[Data lines]
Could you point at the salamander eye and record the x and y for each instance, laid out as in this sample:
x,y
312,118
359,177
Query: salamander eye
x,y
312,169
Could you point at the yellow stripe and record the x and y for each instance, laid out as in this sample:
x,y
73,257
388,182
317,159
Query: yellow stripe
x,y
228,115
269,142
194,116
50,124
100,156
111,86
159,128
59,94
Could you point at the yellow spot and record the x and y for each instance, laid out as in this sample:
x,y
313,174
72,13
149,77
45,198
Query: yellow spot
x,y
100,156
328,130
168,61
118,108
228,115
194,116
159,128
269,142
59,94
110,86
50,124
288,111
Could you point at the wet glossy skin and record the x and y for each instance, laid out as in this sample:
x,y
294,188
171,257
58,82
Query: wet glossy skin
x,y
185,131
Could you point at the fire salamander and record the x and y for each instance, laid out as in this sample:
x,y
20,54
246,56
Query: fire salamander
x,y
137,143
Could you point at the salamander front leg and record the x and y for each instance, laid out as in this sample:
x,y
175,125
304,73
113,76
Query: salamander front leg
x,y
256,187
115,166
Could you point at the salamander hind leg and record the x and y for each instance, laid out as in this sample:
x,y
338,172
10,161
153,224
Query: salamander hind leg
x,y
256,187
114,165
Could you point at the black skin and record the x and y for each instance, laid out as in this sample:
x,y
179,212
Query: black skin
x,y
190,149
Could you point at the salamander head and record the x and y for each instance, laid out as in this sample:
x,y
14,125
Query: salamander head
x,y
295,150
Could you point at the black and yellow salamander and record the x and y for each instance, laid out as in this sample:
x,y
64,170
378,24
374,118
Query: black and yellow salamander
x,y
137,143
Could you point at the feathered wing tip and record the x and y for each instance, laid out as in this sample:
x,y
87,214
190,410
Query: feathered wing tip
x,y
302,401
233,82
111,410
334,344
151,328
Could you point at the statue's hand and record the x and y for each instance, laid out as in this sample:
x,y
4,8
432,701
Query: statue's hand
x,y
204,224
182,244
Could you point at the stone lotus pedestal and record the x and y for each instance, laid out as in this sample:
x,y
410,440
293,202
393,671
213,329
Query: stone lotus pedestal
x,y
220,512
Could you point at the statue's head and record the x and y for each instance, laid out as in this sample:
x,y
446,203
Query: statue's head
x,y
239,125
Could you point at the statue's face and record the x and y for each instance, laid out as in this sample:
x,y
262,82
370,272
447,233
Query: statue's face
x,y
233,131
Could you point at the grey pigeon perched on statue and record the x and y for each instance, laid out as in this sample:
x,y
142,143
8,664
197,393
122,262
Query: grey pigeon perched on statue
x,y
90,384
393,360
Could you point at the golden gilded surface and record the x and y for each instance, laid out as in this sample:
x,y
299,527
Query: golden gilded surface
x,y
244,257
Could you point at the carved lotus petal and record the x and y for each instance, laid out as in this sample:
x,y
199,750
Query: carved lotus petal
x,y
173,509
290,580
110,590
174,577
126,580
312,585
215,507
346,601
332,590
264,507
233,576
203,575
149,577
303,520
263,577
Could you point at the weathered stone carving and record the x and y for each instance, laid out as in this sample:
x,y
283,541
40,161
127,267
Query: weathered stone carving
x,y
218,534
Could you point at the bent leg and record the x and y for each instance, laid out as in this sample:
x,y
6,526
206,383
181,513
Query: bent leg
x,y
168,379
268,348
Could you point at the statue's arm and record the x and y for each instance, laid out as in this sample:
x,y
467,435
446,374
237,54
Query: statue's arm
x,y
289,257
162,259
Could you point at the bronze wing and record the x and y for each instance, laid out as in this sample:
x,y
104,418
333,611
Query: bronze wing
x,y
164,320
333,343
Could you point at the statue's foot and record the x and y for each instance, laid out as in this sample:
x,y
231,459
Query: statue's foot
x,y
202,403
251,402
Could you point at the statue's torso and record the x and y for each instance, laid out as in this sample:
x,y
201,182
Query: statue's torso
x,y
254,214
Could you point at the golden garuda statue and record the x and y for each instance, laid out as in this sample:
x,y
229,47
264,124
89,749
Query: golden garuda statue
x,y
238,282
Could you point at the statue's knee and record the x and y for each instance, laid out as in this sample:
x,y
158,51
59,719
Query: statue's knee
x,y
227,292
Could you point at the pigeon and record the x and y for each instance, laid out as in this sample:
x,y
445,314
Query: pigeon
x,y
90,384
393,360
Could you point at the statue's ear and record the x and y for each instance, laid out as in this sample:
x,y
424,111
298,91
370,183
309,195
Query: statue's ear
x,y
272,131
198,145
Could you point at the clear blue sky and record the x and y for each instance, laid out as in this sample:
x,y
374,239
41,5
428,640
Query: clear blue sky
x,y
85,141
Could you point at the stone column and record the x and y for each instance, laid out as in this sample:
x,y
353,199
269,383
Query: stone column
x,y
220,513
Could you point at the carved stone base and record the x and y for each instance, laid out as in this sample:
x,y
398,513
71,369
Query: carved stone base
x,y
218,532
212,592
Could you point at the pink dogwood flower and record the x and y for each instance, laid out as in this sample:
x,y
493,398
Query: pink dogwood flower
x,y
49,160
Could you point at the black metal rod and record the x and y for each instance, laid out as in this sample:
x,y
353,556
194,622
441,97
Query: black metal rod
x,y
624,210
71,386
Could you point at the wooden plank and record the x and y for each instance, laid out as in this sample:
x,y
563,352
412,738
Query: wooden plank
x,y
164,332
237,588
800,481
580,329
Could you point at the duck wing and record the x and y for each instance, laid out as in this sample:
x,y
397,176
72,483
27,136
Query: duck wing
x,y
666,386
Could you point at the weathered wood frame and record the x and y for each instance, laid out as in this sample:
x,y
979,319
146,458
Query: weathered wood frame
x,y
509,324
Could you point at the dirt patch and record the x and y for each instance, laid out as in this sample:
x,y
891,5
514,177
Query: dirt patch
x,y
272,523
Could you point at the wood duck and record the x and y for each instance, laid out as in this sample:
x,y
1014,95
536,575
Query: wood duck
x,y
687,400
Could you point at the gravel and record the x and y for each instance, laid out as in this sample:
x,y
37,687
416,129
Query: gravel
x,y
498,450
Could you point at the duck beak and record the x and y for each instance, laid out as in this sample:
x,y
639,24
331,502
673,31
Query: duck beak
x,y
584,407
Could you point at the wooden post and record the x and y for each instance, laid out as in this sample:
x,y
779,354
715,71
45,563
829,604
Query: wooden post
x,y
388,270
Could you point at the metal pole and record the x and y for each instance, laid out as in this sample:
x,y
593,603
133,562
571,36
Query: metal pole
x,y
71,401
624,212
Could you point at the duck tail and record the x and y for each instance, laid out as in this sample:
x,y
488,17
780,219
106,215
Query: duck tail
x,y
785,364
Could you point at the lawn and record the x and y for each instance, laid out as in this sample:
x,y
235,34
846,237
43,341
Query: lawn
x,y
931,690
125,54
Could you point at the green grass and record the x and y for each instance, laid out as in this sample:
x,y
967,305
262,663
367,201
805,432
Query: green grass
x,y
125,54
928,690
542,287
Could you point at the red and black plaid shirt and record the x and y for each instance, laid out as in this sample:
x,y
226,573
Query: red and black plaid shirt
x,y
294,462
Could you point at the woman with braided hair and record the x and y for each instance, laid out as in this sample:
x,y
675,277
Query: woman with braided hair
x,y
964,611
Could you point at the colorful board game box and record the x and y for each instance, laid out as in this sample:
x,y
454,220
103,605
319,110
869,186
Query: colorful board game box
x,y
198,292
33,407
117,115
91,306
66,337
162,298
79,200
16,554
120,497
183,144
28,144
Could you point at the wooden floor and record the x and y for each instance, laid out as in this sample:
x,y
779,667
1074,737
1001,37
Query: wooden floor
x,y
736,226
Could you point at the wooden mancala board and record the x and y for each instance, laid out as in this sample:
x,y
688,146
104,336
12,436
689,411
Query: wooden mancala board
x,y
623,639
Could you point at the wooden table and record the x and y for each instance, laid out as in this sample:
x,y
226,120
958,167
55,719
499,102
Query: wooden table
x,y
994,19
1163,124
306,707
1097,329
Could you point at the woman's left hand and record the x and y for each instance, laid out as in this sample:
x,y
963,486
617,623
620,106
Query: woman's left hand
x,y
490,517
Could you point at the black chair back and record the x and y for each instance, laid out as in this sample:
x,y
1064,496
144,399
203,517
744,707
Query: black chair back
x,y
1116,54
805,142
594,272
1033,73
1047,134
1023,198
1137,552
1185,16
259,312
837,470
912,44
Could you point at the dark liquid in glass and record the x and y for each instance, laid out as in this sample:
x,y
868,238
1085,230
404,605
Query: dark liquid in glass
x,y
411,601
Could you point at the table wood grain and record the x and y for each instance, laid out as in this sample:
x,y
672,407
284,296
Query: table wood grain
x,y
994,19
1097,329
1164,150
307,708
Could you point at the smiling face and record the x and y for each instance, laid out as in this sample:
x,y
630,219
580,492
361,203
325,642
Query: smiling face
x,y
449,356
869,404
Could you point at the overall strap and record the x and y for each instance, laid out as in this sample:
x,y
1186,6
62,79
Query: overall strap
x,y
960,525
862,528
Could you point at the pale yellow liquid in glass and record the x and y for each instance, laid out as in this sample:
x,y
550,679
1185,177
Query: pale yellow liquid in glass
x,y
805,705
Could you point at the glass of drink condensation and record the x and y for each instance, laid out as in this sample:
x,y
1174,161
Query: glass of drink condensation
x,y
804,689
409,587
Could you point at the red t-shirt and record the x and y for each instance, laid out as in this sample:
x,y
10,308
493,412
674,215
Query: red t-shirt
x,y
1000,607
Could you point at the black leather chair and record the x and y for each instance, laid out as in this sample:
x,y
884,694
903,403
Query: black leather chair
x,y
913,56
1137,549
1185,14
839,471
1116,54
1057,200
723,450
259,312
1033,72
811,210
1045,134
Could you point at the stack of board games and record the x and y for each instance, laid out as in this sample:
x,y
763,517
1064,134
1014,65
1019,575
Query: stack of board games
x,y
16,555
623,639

Exercise details:
Copy out the entries exactly as they appear, from the line containing "Could you point at the red t-shirt" through the end of the entries.

Answer below:
Could you point at the red t-shirt and record the x and y for each instance, laid out as in this sample:
x,y
10,308
493,412
674,215
Query: red t-shirt
x,y
1000,607
Could you point at the black leather chair and record the x and y for each instance, laid out as in this sample:
x,y
884,694
903,403
Query: black leather chair
x,y
913,56
1137,549
1185,14
839,471
1116,54
1057,200
723,450
259,312
1033,72
811,210
1045,134
Could you point at the stack of board games and record the x and y for each instance, laid out as in this sample:
x,y
763,517
1064,134
1014,65
1019,575
Query: stack of board games
x,y
16,555
623,639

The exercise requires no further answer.